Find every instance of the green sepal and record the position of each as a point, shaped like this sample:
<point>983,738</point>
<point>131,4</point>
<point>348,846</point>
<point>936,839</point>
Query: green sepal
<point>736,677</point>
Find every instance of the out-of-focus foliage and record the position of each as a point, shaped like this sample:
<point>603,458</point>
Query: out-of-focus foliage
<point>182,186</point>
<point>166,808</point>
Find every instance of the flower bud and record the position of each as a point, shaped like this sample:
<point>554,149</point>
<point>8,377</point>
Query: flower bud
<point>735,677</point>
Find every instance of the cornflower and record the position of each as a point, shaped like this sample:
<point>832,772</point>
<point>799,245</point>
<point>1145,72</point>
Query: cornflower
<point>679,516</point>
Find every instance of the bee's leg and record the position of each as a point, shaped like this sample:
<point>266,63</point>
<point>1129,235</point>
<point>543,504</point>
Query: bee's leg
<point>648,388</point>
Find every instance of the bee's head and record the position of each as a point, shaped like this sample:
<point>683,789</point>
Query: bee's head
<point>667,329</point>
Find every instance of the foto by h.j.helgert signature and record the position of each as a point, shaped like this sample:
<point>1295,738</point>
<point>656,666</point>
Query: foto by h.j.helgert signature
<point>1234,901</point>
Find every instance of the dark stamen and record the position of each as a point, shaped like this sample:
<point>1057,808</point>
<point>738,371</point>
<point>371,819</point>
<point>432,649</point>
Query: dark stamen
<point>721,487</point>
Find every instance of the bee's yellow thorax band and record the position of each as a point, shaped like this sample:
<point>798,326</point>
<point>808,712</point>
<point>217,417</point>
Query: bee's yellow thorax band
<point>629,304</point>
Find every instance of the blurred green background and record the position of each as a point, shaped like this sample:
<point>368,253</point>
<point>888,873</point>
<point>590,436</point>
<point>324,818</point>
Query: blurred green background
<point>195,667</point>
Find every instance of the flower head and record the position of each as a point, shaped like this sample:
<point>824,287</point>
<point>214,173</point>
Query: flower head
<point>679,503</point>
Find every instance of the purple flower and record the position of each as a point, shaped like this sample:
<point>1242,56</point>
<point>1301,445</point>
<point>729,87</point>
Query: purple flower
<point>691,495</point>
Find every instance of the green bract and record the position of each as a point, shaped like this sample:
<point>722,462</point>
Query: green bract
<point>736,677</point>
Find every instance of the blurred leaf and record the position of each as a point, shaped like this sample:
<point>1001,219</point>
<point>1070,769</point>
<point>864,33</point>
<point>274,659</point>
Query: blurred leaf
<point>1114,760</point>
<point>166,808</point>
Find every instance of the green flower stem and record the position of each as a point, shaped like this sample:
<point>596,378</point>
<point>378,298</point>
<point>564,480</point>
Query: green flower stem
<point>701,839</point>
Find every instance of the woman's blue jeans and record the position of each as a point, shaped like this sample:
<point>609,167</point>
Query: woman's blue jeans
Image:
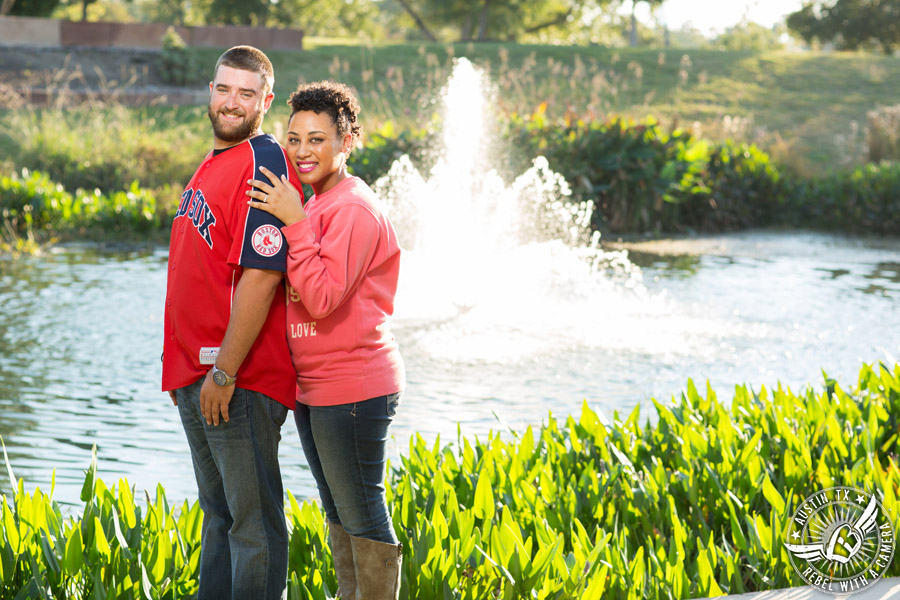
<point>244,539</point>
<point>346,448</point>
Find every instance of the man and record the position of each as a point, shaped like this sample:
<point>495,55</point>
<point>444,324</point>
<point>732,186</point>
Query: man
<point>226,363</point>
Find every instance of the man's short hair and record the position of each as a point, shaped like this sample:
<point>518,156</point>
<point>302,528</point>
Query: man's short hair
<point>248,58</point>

======

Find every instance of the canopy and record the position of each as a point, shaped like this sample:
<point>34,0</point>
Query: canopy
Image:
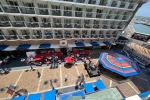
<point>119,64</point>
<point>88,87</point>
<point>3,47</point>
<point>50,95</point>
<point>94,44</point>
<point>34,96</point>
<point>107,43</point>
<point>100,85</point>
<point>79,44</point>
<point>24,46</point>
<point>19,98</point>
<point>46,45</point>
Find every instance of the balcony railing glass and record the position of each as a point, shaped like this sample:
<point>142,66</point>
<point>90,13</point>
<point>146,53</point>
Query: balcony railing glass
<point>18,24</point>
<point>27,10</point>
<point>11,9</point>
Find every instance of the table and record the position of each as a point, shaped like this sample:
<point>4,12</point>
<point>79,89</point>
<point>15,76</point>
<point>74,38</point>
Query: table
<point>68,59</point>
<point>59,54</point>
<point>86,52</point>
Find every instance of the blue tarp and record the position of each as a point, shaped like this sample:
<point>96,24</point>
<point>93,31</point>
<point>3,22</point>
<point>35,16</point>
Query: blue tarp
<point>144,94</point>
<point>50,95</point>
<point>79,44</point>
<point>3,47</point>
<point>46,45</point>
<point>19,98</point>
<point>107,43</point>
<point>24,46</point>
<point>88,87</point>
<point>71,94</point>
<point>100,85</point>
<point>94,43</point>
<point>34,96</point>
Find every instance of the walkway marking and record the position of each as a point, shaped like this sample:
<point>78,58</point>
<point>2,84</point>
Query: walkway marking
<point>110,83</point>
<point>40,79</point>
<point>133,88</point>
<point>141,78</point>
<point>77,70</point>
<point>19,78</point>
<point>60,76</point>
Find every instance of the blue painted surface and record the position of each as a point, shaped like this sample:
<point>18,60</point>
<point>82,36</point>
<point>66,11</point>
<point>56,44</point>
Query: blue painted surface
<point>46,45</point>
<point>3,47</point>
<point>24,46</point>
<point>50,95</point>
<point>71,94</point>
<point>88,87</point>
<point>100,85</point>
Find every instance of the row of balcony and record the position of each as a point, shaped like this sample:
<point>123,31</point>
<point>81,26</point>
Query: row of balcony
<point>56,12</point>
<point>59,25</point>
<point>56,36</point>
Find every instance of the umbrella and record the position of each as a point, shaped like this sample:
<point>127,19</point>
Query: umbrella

======

Objective ▸
Repeat the part of the data above that opens with the line containing "Find every instance of the purple" and closes with the line containing "<point>248,58</point>", leaving the pictures out.

Finished exercise ▸
Find every instance of the purple flower and record the position of each as a point, shaped like this sample:
<point>1242,56</point>
<point>1301,445</point>
<point>729,87</point>
Query: purple flower
<point>691,495</point>
Find every instance of the green bract and record the position of each as a point, shaped like this sample:
<point>722,462</point>
Query: green bract
<point>736,677</point>
Find every instance of the blurred leaf and record the position of each as a point, shaped like this sample:
<point>1001,219</point>
<point>1070,769</point>
<point>864,33</point>
<point>274,659</point>
Query: blurred leaf
<point>1114,760</point>
<point>166,808</point>
Find every instance of the green flower stem and record the position of each as a point, shaped like this sample:
<point>596,378</point>
<point>378,298</point>
<point>564,480</point>
Query: green flower stem
<point>701,839</point>
Find every instance of the woman's blue jeans and record the position of each as a point, shaped like this sample:
<point>609,167</point>
Query: woman's blue jeans
Image:
<point>244,539</point>
<point>346,448</point>
Find every instance of the man and record the position of each as a point, shaped like this sample:
<point>495,55</point>
<point>444,324</point>
<point>732,186</point>
Query: man
<point>226,363</point>
Find every instance of the man's short hair and record the position of each as a point, shaped like this sample:
<point>518,156</point>
<point>302,528</point>
Query: man's short hair
<point>248,58</point>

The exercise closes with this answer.